_Görev listesi_.
a – Obama'ya yazılan açık mektubun son cümlesinde dönemleri anılan ABD başkanlarını sıralayın.
b – Satırlarda "instance" dizesinin geçtiği her satırı bulun ve kopyalayın.

Bedri Baykam’dan Başkan Barack Obama’ya Açık Mektup
HOŞGELDİNİZ SAYIN BAŞKAN: BARIŞCI DİYALOG ÖNERİLERİNİZİ CİDDİYE ALMAYANLAR, NE SOLCU OLABİLİR, NE DE
DEMOKRAT-ATATÜRKÇÜ…
Sn. Başkan Obama,
Sizinle tanışma keyfini yaşamak isterdim, ancak tabii ki etrafınızdaki sizi de sıkan koruma çemberi ve şahsınıza yönelik yoğun ilgi bunu şimdilik erteliyor. Ben ziyaret ettiğiniz Türkiye’nin tanınmış bir sanatçısı, yazarı ve siyasal eylemcisi olarak, izninizle size bazı hatırlatmalar yapmak istiyorum. ABD’de yedi yıl boyunca Berkeley’de yaşadığımı, atölyemin ünlü zenci mahallesi West Oakland’da bulunduğunu ve sık sık sergi açtığım New York’un siyasi havasını da iyi bildiğimi söylersem, belki sizin içinden çıktığınız ortamı iyi tanıdığımı da anlatabilmiş olurum. ABD’de sizi iktidara taşıyan rüzgarın taşıyıcısı olan barışsever entellektüel kitlenin içinde sayısız kişisel dostum var ve onların heyecanı beni de duygulandırdı.
“OBAMANIA”‘NIN BURADA NEDEN YAŞANAMADIĞINA DAİR…
ABD’de Başkan seçildiğinizde dünya barışı adına gözlerim yaşarmıştı. Yaşanan muhteşem sevinci, yemin töreninizi, bir kabustan uyanan halkın size olan tutkulu sevgisini imrenerek seyretti Türk halkı. Ne yazık ki bizde böyle mutlu gelişmeler, siyasi iç devrimvari parlamalar pek yaşanamaz. Çünkü gerek siyasi partiler kanunlarımız, gerek liderlerimizin tavrı, hep iktidarı elinde bulunduranların sonsuza dek koltuklarına yapışmalarına neden olur. Bizlere ise, olup bitene bakarak iç geçirmek kalır. Bu ülkede sokaklarda “Obamania” yaşanmıyorsa da, bu hem güvenlik çemberinden, hem de ülke insanlarının tüm kesimlerinin ABD hakkında yaşadıkları çelişkili duygularındandır. Bunu kendinize yönelik bir özel tavır olarak görmeyin. Solcu insanlar, sizi alkışlamak için sokağa çıksalar, tüm ömürlerine ihanet etmiş sayarlar kendilerini. Dincilik yapanlar da, size daha da uzaktan bakmaya alıştırıldıkları bir geçmişten geliyorlar. Merkez sağ, dinciliğe verdiği ödünlerle kaybolup gitti zaten. Atatürkçü kitleler ise size ilgiyle bakmak isterler, ancak kendilerini frenlerler. Çünkü ABD’ye gülümsemek, laik insanlar için bile son yıllarda “günah” sayılır hale gelmiştir! Halbuki Türk halkının samimi elektriği ile sizin kişiliğiniz birbirine o kadar yakın ki Sn. Başkan! Onlar aslında size büyük bir sempatiyle bakıyorlar, inanın. Öte yandan, içinde yaşadığımız ülkenin iktidarı, herkese şüpheyle baktığı için, sizi “korumak” amacıyla halktan zaten izole ettiler. Halktan her şeye rağmen sevgisini göstermek isteyenler olsa da, zaten bunun önü kesildi. Lütfen bunu başka türlü değerlendirip, Türkler’i dünyayı izlemeyen veya “ruhsuz” insanlar olarak görmeyin. Bu halk, bir önceki yönetimle olan somut farklarınızı zaman içinde gördükçe, sizi 1960’ların başında JFK’yi sevdiği gibi bağrına basabilir. Bu temkinli davranışın ardında, yıllara yayılan hayal kırıklıklarını, Johnson, Nixon, Reagan ve Bush dönemlerinin yoğun sıkıntıları var.

_Görev girdileri_.
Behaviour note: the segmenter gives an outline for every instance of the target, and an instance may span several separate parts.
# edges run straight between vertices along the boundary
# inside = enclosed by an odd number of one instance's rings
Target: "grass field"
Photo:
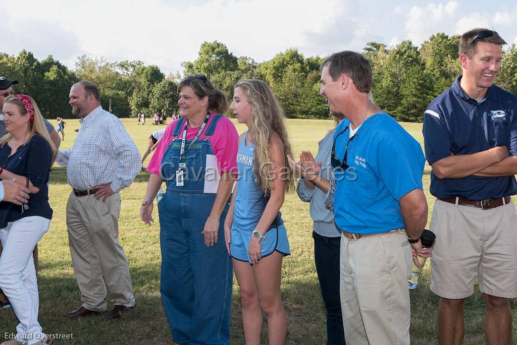
[[[137,126],[136,119],[123,119],[141,153],[147,147],[151,133],[164,126]],[[54,123],[55,125],[55,123]],[[423,144],[421,123],[403,123],[406,129]],[[71,147],[79,127],[77,120],[67,120],[65,140],[62,148]],[[302,149],[317,150],[317,142],[333,127],[331,121],[290,120],[288,127],[295,155]],[[237,125],[239,133],[245,130]],[[147,161],[149,158],[148,158]],[[144,163],[144,166],[146,164]],[[134,182],[122,193],[119,219],[120,241],[126,251],[133,279],[136,307],[120,319],[108,321],[94,316],[78,320],[62,316],[81,305],[74,277],[66,225],[65,209],[70,187],[66,170],[54,167],[51,173],[50,199],[54,209],[50,230],[40,241],[39,321],[49,334],[72,335],[72,339],[58,344],[174,343],[160,298],[159,226],[148,226],[139,216],[140,206],[145,193],[148,174],[141,173]],[[429,168],[426,167],[423,184],[430,212],[434,199],[429,194]],[[515,200],[514,200],[515,201]],[[156,209],[156,207],[155,207]],[[287,343],[326,343],[325,311],[316,275],[311,236],[312,221],[308,204],[297,196],[288,195],[282,208],[290,236],[292,255],[283,261],[282,295],[289,322]],[[156,212],[156,211],[155,211]],[[157,219],[157,214],[155,219]],[[438,297],[429,289],[429,266],[420,286],[410,291],[412,343],[437,344],[436,308]],[[477,289],[477,287],[476,287]],[[231,344],[244,344],[238,287],[234,279],[232,306]],[[512,301],[514,315],[517,301]],[[483,334],[484,304],[476,293],[468,299],[465,307],[465,344],[485,343]],[[0,310],[0,339],[6,332],[14,332],[18,322],[11,309]],[[265,334],[266,326],[264,327]],[[513,333],[517,331],[514,318]],[[69,336],[69,337],[70,336]],[[517,343],[514,336],[513,343]],[[263,336],[264,343],[267,338]]]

_Beklenen yanıtlar_.
a – Johnson, Nixon, Reagan, Bush

b –
Behaviour note: the segmenter gives an outline for every instance of the target, and an instance may span several separate parts.
# inside = enclosed by an odd number of one instance's rings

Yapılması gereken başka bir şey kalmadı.